## Document segment:
◆ ◆ ◆

# Edwardian redbrick, external insulation or not



## rob30 (7 Mar 2012)

We have just got the keys to an old redbrick that we love, but it is as cold as a coffin. 

It is old redbrick to the front and rear, with a cement like substance on the gable end. It is a semi D.

We will internally insulate the front, and plan on external insultation of the gable end. 

We are toying with the idea of externally insulating the back of the house too ( old red brick).

Has anyone done this, and is it a terrible aesthetic mistake, or was a good job done?

Thanks.


----------



## lowCO2design (7 Mar 2012)

if the mechanical fixings can be placed in the brick work joint (ie not damaging the brick work) then you are simply covering the existing brick work which can be uncovered at a later date if required... 

your probably doing the right thing on the front, but do consider the dry-lining specification carefully and where the due point will be. 

also consider and detail the window, eaves and foundation level carefully as many of the 'men in white vans' pay little attention to cold bridges at these junctions.


----------



## ccfc (7 Mar 2012)

Why dont you externally insulate the whole house and put a brick finish on both front and back


----------



## seantheman (7 Mar 2012)

ccfc said:


> Why dont you externally insulate the whole house and put a brick finish on both front and back


 
What kind of finished depth are we talking about here for insulation and brick?


----------



## ccfc (8 Mar 2012)

Insulation depth is usually around 100-120mm,its not a brick that's
used,its actually a brick effect plaster


----------



## lowCO2design (10 Mar 2012)

ccfc said:


> Why dont you externally insulate the whole house and put a brick finish on both front and back


Edwardian redbrick


rob30 said:


> old redbrick that we love
> We will internally insulate the front,


the front, facing the street, presumably with other similar looking façades

the EWI finishes will never last, age, or effectively copy a traditional, 100+ brick finish, because they are:


ccfc said:


> brick effect



so, your second reply answers your first question


----------



## ccfc (10 Mar 2012)

the front, facing the street, presumably with other similar looking façades

the EWI finishes will never last, age, or effectively copy a traditional, 100+ brick finish, because they are:


so, your second reply answers your first question[/QUOTE]


Where is your evidence that ewi finishes don't last.I've seen buildings in
Germany that have been there for well over 35yrs and still look good,maybe
Just a bit dirty.
As for edwardian,you can buy edwardian brick slips and use them
If you really wanted that aged authentic look


----------



## lowCO2design (10 Mar 2012)

> Where is your evidence that ewi finishes don't last.I've seen buildings in
> Germany that have been there for well over 35yrs and still look good,maybe
> Just a bit dirty.


I've NO problem with this (my previous post was ONLY in reference to brick slips, but now that you bring up lifespan oif render finishes - there are some real shoddy products/manufacturerers/ installers on the market that are best avoided - generally the cheaper ones)


> As for edwardian,you can buy edwardian brick slips and use them
> If you really wanted that aged authentic look


yea right! let see some examples! Ive yet to here a conservation officer agree or an architect for that matter, some hope..


----------



## paddi22 (11 Mar 2012)

none of the insulation finishes can compare to the style and look of real edwardian red brick. i think its an absolute crime to cover it up, and will destroy the authentic look of the house.   surely there should be an onus on people buying these house to respect the design of the original house in some way?  is there some way of just insulating the inner part?

◆ ◆ ◆

## Short problem A:
List every username that posts in the thread about insulating an Edwardian redbrick house. Give each name once.
## Short problem B:
In the records, swap "house" for "building" from the line with "Note: for this drill, pin each instance of the gray" through the end of the records, and give back only those lines with nothing else changed.

[Coordinate labeling data]
◆ ◆ ◆

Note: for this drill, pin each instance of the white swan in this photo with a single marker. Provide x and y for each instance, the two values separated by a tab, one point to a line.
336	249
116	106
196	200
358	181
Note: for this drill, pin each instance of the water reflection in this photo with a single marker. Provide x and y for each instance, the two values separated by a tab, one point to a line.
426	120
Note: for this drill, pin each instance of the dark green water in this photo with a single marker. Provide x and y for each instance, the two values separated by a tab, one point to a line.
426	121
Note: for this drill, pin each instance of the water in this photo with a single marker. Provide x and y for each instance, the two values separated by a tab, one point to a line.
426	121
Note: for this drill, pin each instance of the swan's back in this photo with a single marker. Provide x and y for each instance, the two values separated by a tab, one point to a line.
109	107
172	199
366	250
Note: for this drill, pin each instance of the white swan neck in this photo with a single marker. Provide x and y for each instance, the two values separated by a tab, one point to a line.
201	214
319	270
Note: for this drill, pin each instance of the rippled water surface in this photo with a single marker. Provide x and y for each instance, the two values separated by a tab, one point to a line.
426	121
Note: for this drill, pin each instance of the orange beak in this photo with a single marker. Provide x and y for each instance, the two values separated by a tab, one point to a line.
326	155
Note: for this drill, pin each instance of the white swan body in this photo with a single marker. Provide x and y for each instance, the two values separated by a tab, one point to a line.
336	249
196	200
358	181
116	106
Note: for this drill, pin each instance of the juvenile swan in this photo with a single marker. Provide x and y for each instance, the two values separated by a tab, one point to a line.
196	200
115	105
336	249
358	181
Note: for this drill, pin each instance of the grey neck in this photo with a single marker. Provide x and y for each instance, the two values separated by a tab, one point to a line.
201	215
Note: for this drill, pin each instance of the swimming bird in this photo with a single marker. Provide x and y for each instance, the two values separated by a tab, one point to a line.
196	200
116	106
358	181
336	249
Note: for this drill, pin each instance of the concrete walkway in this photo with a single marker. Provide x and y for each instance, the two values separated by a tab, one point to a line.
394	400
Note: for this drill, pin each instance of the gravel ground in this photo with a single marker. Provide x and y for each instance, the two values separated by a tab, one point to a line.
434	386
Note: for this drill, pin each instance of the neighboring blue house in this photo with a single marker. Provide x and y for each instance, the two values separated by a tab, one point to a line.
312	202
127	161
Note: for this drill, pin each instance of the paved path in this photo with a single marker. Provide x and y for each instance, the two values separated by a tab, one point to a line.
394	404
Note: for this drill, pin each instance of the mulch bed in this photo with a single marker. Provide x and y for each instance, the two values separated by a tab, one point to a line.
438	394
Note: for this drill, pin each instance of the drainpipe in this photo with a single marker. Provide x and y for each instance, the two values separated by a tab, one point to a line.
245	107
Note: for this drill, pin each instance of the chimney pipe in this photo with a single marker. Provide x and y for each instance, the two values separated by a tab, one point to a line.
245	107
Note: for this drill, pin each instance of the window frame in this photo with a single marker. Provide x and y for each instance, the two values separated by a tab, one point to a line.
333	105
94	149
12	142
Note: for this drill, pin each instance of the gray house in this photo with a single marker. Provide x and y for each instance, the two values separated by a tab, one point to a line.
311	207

◆ ◆ ◆

## Expected answer A:
rob30
lowCO2design
ccfc
seantheman
paddi22

## Expected answer B:
Note: for this drill, pin each instance of the gray building in this photo with a single marker. Provide x and y for each instance, the two values separated by a tab, one point to a line.
311	207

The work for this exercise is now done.